*QUOTED PASSAGE*:
▬▬▬

Bloom County was a popular comic strip by Berke
Breathed which ran from December 8, 1980 until
August 6, 1989. It examined events in politics and
culture through the lens of a fanciful small town
in Middle America, where children have adult
personalities and vocabularies and animals can
talk. It grew out of a strip called The Academia
Waltz, which Breathed drew for the student
newspaper while a student at the University of
Texas.

Characters

Core characters
Opus is a large-nosed penguin with a herring
addiction who lost track of his mother during the
Falklands War. Initially Opus was only a bit
player in a throwaway gag. But his hopeless
naïveté made him a favorite, the center of the
strip, and the subject of two "sequel" strips
(Outland and Opus) and a children's movie. 
Milo Bloom is a ten-year-old newspaper editor and
probably the most world-wise of the whole bunch. 
Steve Dallas is a former fraternity member,
unsuccessfully practicing lawyer, would-be
womanizer, manager of Deathtöngue, legend in his
own mind, and antagonist of the group. 
Bill the Cat is a large orange cat who bears the
characteristics of someone entirely burned out on
LSD. He's been a cult leader ("Bhagwan Bill"),
televangelist ("Fundamentally Oral Bill"),
perennial presidential candidate for the Meadow
Party, had his brain replaced with Donald
Trump's, has died (and was cloned from his own
tongue), been a Russian defector, heavy-metal rock
star ("Wild Bill Catt" of Deathtöngue), drug
addict, cat-sweat donor, and a woman named Frieda.

Michael Binkley originally owned Opus ("A boy and
his penguin!") and is wishy-washy and overly
reflective, when not contemplating the lives of
pop-culture icons. His "anxiety closet" has been
a staple of many storylines. 
Oliver Wendell Jones is a young African-American
and a gifted scientist, having invented a miracle
hair-growth formula and hacked Pravda with the
headline "Gorbachev sings tractors! Turnips!
Buttocks!" among various other technical
achievements. 
Cutter John, a wheelchair-bound Vietnam veteran
often in Star Trek fantasies and anti-war
protests.

▬▬▬

*DATA PROVIDED*:
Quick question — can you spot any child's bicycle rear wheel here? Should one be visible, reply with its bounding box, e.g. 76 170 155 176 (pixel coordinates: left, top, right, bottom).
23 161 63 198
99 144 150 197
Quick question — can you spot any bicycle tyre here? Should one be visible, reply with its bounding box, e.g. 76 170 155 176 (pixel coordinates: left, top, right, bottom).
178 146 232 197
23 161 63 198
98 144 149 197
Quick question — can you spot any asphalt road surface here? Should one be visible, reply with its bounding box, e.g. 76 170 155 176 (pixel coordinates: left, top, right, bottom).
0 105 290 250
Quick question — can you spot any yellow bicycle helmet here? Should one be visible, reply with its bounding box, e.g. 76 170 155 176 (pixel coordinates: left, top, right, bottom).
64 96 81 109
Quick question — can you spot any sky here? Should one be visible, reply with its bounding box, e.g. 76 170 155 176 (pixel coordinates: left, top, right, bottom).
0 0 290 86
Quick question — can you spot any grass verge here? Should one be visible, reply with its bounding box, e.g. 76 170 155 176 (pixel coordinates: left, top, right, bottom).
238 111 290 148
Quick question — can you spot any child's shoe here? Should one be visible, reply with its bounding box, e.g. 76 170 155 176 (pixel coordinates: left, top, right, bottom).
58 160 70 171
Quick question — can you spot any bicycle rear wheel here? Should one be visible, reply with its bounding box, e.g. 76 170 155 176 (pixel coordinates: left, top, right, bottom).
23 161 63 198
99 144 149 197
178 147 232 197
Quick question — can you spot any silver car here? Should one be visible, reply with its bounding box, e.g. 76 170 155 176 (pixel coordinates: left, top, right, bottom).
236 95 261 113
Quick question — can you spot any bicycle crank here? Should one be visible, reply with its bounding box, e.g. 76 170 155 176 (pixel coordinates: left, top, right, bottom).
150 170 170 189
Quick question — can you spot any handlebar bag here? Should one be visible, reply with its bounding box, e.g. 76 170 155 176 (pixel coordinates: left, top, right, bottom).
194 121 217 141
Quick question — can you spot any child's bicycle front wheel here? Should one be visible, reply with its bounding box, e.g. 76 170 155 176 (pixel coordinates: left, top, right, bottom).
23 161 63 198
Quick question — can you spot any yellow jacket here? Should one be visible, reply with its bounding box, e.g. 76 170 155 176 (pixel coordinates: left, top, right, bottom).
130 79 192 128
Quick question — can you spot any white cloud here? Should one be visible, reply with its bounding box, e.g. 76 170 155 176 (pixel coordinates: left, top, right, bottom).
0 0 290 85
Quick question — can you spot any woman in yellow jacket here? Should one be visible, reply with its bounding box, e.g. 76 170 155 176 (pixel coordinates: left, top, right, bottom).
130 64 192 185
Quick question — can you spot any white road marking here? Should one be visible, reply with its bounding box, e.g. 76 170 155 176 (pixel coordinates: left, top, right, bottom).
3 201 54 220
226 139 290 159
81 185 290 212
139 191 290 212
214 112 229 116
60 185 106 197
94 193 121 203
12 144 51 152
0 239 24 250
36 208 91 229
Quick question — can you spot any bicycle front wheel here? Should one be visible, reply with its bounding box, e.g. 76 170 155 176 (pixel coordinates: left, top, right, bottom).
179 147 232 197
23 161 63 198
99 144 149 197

▬▬▬

*REQUIREMENTS*:
a: In the Bloom County text, what strip did Bloom County grow out of?
b: Continue the Bloom County text from where it stops.

*TASK-BY-TASK RESULTS*:
a: The Academia Waltz.

b:
Bobbi Harlow is the feminist schoolteacher of Milo
and Binkley, as well as the love interest of Steve
and Cutter. She was a major character until 1983,
when she faded away completely. 

Other characters
Hodge-Podge 
Portnoy 
Tom Binkley (Michael's father) 
Lola Granola 
Steve's mother 
Milquetoast the Cockroach 
Rosebud the Basselope 
Ronald-Ann Smith 
See also Minor characters in Bloom County


Notes
For reasons best known to himself, Breathed's
hand-printed signature on his strips is usually
presented in mirror image, i.e. right to left.

Among the topical issues discussed at length in
Bloom County are US anti-drug policy (Dr.
Oliver's Scalp Tonic), Christian televangelist
scandals (Fundamentally Oral Bill), animal testing
(Attack of the Mary Kay Commandos), hard rock and
censorship (Deathtöngue and Billy and the
Boingers), and mass-media advertising (Opus and
his weakness for infomercials).

Berke Breathed was awarded the Pulitzer Prize in
editorial cartooning in 1987 for Bloom County.

Breathed decided to end the strip in 1989. In the
continuity of the strip, a series of events led to
the dismissal of the original characters and a
plot transition to Breathed's next strip.

Shortly after Bloom County ended, Breathed started
a Sunday-only strip called Outland with original
characters and situations introduced in Bloom
County's final days. However, Opus, Bill and
other characters eventually reappeared and slowly
took over the strip. Outland ran from September 3,
1989 to March 26, 1995.

Another Sunday-only spinoff strip called Opus
started on November 23, 2003.


Bloom County itself
The fictional setting of Bloom County served as a
recurring backdrop for the comic and its sequels,
although the nature of the setting was frequently
altered.

In the comics, the county is presented as a
stereotypical American midwestern small town
(although the state in which the county exists is
never explicitly mentioned). The small town
setting was frequently contrasted with the
increasing globalization taking place in the rest
of the world; though Bloom County contained the
likes of farmers and wilderness creatures by
default, it was frequented by Hare Krishnas,
feminists, and rock stars.

The county was home to the Bloom Boarding House,
Steve Dallas' law offices, the Bloom Beacon and
Bloom Picayune newspapers, at least one pond, and
Milo's Meadow. In the comic's later years, the
county contained what appeared to be a big-city
ghetto ("across the tracks", as it was known).

The geographical profile of the county was fluid
as the artistic style of the strip evolved. During
most of Bloom County's run, the rural meadow
setting was presented realistically, while in its
later years it became increasingly more abstract.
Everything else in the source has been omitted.